İnsan, yaradılışı gereğince iyilik, doğruluk ve güzellik üzere bulunmalıdır. İnsan olmanın temel özelliği, “erdem” genel anlamıyla ifade edilen davranış ve tutumları gösterebilmektir. Kutlu Elçi; insanda imanla küfrün, doğrulukla yalancılığın, hıyanetle emanetin bir arada olamayacağını belirtmiştir. Bu bakımdan insanda özü sözü bir olmak vasfı aranır. Toplumda tercih edilen, kabul gören, güvenilir olan insan tipi de özü sözü tutarlı insanlardır. “Olduğu gibi görünmek veya göründüğü gibi olmak” tutarlı insanlara mahsus bir göstergedir.
Fazilet kavramıyla eşanlamlı olan erdem; insanı mutlu eden ve diğer insanlardan hoşgörü, iyilik, doğruluk, sevgi, kardeşlik, dostluk, barış gibi ahlâki değerleriyle olumlu yönde fark oluşturma manasında kullanılmaktadır. Erdemin güzelliklerini kalbinde ve beyninde yaşayıp yaşatan, bunları hayatın içine dâhil eden, sosyal ilişkilerinde gösteren, “numune-i misal” insanlara erdemli denilmektedir. Erdemli insanların hikmetli hayatları, örnek olabilecek tutum ve davranışları takdirle karşılanır. Aslında o insanlar kimseden övgü beklemezler, yaptıkları sadece Hakk rızası içindir. Bu bakımdan erdemli insan, aynı zamanda “irfan” konusuyla da yakından ilgilidir. O, irfânî düşünceyi kendine yegâne kılavuz edinmiştir.
1970’li yıllardan bu tarafa, medya dünyasında bağımsız bir alan olarak yer alan “kişisel gelişim” toplumun ilgisi çekmekte; kurs, kitap, dergi, konferans, köşe yazısı gibi farklı yöntem ve tekniklerle yoğun ilgi görmektedir. Söz konusu etkinliklerin ortak özelliği; başarı odaklı olmak, fark yaratmak, motivasyon sağlamak, zamanı yararlı yönetmek, özgüvenli olmak, deneyim kazanmak, imaj yenilemek kavramlarını öne plana çıkarmış olmalarıdır. Kişisel gelişim etkinliklerinin bir diğer özelliği ise bilgi ve örneklemelerinin Batılı kaynaklara dayanmasıdır. Şu gerçektir ki, “erdem ve ahlâk sahibi insan olmak” bu tür etkinliklerle değil, hayatın içinde bulunularak sosyal ve kültürel etkileşimle doğal ortamlarda kazanılır. Batılı kaynakların referansları ile Türk kültürel değerlerinin normları birbirinden tamamen farklıdır. Bu tür faaliyetler, “gaflet ve dalâlet”in çok ötesindedir. Toplumu yozlaştırmak, yabancılaştırmak, kök değerlerinden koparmak, töresinden habersizleştirmek emperyalist küresel örgütlerin başlıca sinsi planlarıdır. Retorik kelime oyunlarıyla allayıp pullayarak altın kâselerde sunulan yalanlar, insanlarımızı kültürel yılan zehirleriyle mahvetmektedir.

********************

• **Verilen görev 1**:
Erdem konulu metinde kişisel gelişimin yoğun ilgi gördüğü yöntem ve teknikler olarak sayılan öğeleri listeleyin.
Metin ile satırlar birbirinden farklı kaynaklardan alınmıştır.

********************

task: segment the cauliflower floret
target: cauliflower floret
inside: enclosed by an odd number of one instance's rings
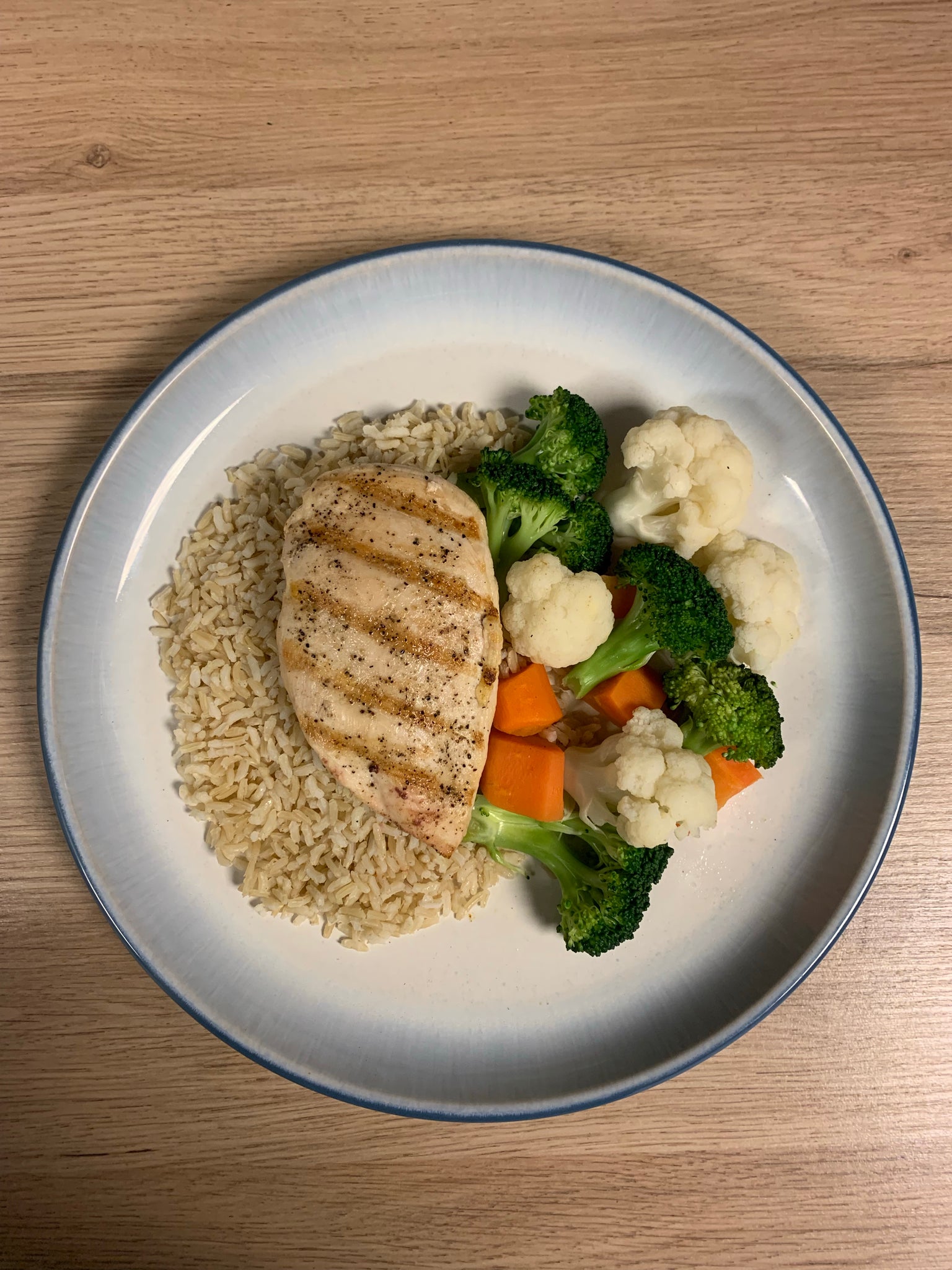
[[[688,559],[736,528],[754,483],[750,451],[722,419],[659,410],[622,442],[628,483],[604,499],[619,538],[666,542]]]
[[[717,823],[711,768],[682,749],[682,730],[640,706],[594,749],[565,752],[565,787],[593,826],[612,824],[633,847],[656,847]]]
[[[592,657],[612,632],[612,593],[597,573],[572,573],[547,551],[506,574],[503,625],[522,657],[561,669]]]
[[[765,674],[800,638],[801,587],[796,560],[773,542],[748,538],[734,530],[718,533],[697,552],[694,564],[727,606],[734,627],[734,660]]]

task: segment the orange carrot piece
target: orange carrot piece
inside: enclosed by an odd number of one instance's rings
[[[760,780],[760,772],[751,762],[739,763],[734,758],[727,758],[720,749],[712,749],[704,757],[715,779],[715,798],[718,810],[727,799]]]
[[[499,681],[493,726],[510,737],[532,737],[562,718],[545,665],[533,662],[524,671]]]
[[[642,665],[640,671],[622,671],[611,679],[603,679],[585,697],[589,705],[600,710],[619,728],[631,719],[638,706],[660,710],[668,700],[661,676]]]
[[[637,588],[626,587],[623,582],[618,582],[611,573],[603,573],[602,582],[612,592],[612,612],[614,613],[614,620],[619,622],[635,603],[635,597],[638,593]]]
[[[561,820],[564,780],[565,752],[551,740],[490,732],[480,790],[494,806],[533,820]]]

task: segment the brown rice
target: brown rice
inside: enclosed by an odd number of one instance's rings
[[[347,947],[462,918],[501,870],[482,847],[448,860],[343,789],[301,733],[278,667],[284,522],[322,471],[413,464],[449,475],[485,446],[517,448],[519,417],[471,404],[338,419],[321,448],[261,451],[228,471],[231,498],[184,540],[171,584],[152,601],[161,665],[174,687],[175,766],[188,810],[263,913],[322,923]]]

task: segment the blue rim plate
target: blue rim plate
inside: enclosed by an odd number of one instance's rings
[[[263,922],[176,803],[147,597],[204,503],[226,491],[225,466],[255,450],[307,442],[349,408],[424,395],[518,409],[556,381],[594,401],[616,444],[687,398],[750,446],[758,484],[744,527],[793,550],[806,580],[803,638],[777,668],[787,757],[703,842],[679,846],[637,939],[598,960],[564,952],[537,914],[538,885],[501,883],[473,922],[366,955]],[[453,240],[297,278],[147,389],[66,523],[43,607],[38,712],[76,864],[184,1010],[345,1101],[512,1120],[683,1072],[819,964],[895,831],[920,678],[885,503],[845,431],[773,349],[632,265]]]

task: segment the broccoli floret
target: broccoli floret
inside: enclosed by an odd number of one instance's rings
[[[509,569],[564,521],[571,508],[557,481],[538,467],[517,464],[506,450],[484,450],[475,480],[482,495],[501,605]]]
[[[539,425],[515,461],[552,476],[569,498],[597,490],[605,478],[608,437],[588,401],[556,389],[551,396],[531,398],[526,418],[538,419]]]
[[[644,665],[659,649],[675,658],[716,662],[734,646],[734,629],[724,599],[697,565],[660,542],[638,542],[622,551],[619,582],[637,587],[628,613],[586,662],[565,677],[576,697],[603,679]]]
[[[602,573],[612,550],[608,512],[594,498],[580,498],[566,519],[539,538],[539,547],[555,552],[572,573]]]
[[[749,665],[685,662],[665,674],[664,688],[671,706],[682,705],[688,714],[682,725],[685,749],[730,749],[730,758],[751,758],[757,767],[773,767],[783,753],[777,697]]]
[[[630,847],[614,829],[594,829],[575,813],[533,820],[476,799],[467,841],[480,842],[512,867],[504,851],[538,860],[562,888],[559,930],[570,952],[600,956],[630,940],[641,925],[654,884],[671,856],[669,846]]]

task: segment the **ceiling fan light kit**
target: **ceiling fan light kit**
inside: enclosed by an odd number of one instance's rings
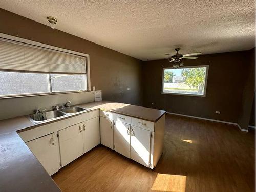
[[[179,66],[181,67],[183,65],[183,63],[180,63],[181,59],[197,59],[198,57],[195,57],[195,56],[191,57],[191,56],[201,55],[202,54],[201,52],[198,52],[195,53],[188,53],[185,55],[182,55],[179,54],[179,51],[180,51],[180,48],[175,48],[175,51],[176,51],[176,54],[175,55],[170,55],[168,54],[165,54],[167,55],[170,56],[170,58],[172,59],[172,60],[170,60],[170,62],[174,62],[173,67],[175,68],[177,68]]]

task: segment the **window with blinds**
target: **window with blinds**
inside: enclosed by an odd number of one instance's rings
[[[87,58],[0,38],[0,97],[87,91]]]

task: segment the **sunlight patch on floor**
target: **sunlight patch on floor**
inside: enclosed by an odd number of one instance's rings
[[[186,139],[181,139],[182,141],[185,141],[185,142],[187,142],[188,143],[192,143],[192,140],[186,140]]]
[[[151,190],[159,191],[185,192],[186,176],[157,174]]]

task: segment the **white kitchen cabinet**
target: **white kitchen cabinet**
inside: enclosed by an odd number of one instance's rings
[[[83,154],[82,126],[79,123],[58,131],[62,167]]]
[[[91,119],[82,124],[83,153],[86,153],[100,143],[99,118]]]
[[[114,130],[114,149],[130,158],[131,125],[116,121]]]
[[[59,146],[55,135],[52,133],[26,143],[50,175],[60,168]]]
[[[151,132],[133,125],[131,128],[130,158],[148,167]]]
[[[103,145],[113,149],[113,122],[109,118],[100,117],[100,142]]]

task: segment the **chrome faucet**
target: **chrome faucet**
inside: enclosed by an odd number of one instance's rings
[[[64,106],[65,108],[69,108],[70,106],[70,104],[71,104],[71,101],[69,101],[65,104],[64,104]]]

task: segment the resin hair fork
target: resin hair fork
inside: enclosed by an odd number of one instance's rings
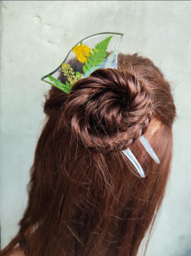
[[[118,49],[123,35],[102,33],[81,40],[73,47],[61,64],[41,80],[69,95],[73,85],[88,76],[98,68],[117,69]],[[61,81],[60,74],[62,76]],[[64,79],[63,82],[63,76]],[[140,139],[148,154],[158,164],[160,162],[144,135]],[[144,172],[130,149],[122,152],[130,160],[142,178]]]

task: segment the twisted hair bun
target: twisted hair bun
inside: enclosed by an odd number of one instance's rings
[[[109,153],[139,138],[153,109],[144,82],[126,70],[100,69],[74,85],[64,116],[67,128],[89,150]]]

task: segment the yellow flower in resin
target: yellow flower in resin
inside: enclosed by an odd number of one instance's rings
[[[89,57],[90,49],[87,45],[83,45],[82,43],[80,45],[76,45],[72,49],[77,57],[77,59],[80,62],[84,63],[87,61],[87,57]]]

********************

• **Verilen görev 2**:
Veri satırlarında "task: segment the **window with blinds**" ifadesinin geçtiği satırla başlayıp "[[[151,190],[159,191],[185,192],[186,176],[157,174]]]" ifadesinin geçtiği satıra kadar uzanan kısmı (iki uç da dahil) "görev" ve "değer" adlı iki sütunu olan bir CSV'ye dönüştürün. Her görev için bir CSV satırı oluşturun, görev metnini ve yanıtını satır sonlarını boşluğa çevirerek ayrı birer tırnaklı alana yazın.

• **Görevin çözümü 1**:
kurs, kitap, dergi, konferans, köşe yazısı

• **Görevin çözümü 2**:
görev,değer
"task: segment the **window with blinds** target: **window with blinds** inside: enclosed by an odd number of one instance's rings","[[[87,58],[0,38],[0,97],[87,91]]]"
"task: segment the **sunlight patch on floor** target: **sunlight patch on floor** inside: enclosed by an odd number of one instance's rings","[[[186,139],[181,139],[182,141],[185,141],[185,142],[187,142],[188,143],[192,143],[192,140],[186,140]]] [[[151,190],[159,191],[185,192],[186,176],[157,174]]]"